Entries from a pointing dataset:
□ □ □ □
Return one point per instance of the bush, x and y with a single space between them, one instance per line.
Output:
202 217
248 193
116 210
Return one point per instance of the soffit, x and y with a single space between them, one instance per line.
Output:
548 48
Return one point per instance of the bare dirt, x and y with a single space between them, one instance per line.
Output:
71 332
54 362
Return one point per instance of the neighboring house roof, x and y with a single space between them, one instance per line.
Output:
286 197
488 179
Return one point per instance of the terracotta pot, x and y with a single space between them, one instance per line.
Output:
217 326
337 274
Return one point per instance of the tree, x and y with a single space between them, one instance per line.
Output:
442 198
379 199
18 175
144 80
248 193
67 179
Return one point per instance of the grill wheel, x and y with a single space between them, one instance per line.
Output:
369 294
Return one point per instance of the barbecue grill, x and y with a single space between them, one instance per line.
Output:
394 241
□ □ □ □
• [Aim]:
Rewrite the records above, substituting "Result" for every "Output" and leaving everything else as it is.

• [Finished exercise]:
Return one point per instance of the bush, x and y with a single space between them, one instance per line.
Result:
202 217
248 193
116 210
Return one point per instance of the soffit, x and y with a single space between them, one instance per line.
Result:
548 48
Return one point per instance of the bare dirt, x and y with a single space between them, one instance per line.
Result:
71 332
54 362
Return one point per instance of the neighboring house roof, x and y with a single space between them, one instance per line.
Result:
286 197
488 179
Return one point per instance of the terracotta pot, x and y with a single space between them, one instance per line.
Result:
217 326
337 274
Return one point per instance of the tree, x and y with a single space between them, one instance per line.
Result:
442 198
379 199
18 175
144 80
248 193
67 179
Return one point per instance of the grill wheel, x and y with a single space between them, one instance per line.
Result:
369 294
Return one point per instance of the barbecue grill, x and y with a single space between them, one instance per line.
Result:
394 241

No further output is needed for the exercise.